Data for this exercise:
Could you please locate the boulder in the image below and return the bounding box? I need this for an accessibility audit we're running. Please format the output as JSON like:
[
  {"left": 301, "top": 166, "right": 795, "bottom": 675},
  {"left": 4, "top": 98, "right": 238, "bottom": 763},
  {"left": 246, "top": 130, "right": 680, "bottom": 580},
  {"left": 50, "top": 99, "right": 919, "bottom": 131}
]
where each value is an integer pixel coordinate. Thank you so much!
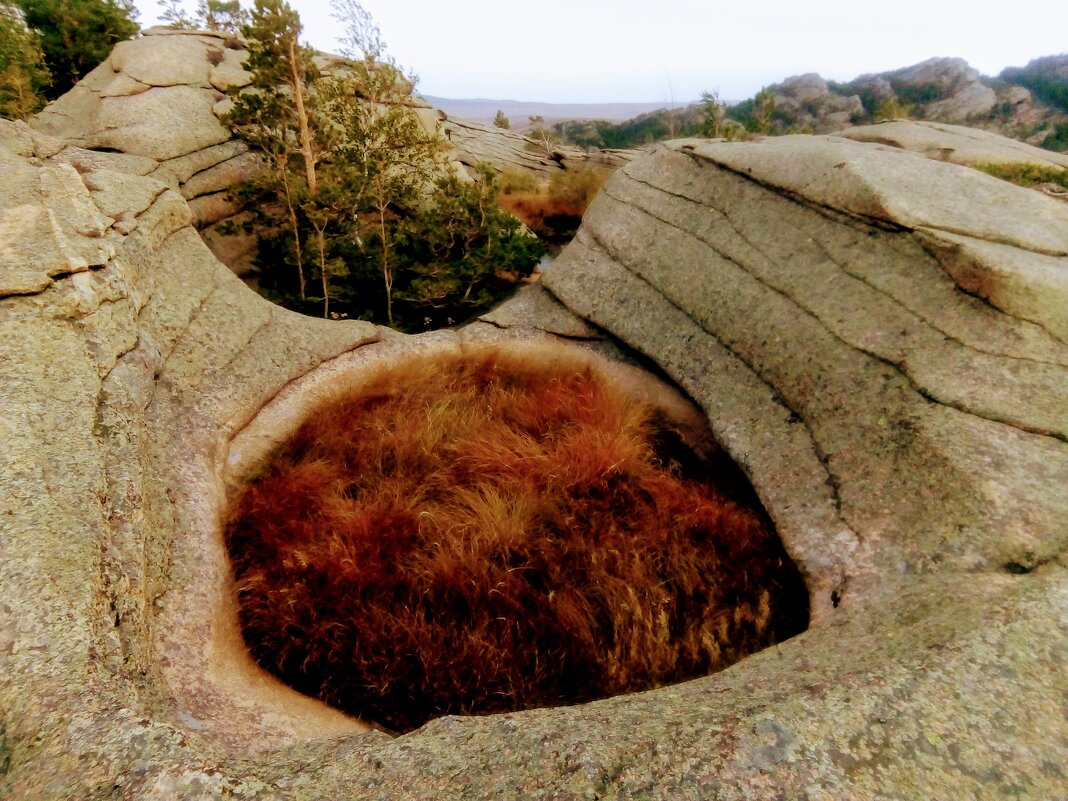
[
  {"left": 886, "top": 58, "right": 998, "bottom": 123},
  {"left": 0, "top": 103, "right": 1068, "bottom": 801}
]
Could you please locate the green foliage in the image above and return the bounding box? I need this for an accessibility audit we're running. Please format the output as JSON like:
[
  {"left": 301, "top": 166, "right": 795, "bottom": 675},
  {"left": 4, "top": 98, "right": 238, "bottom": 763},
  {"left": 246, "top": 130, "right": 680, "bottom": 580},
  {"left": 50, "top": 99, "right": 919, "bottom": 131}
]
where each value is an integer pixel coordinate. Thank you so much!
[
  {"left": 396, "top": 168, "right": 545, "bottom": 328},
  {"left": 14, "top": 0, "right": 139, "bottom": 99},
  {"left": 0, "top": 3, "right": 49, "bottom": 120},
  {"left": 974, "top": 161, "right": 1068, "bottom": 189},
  {"left": 226, "top": 0, "right": 540, "bottom": 330},
  {"left": 549, "top": 161, "right": 612, "bottom": 207},
  {"left": 700, "top": 91, "right": 727, "bottom": 139},
  {"left": 527, "top": 114, "right": 560, "bottom": 158},
  {"left": 197, "top": 0, "right": 248, "bottom": 33},
  {"left": 159, "top": 0, "right": 200, "bottom": 31},
  {"left": 1042, "top": 123, "right": 1068, "bottom": 153}
]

Task directions:
Rewrite everything from the line containing "Could you please locate the green" down to the last line of the items above as a numbered list, one line per entry, skipping any blank lines.

Output:
1. Could you please locate the green foliage in the image above and return the bounding box? I need this for an accessibility audit we're running. Please format the output as JSON like:
2. [
3.   {"left": 301, "top": 166, "right": 795, "bottom": 675},
4.   {"left": 4, "top": 98, "right": 238, "bottom": 763},
5.   {"left": 246, "top": 130, "right": 680, "bottom": 580},
6.   {"left": 50, "top": 99, "right": 919, "bottom": 131}
7. ]
8. where each value is an integer pixel coordinate. Thank you so much!
9. [
10.   {"left": 396, "top": 168, "right": 545, "bottom": 328},
11.   {"left": 14, "top": 0, "right": 139, "bottom": 99},
12.   {"left": 0, "top": 3, "right": 49, "bottom": 120},
13.   {"left": 974, "top": 161, "right": 1068, "bottom": 189},
14.   {"left": 226, "top": 0, "right": 540, "bottom": 330},
15.   {"left": 549, "top": 161, "right": 612, "bottom": 207},
16.   {"left": 700, "top": 91, "right": 727, "bottom": 139},
17.   {"left": 527, "top": 114, "right": 560, "bottom": 158},
18.   {"left": 197, "top": 0, "right": 248, "bottom": 33},
19.   {"left": 159, "top": 0, "right": 200, "bottom": 31},
20.   {"left": 1042, "top": 123, "right": 1068, "bottom": 153}
21. ]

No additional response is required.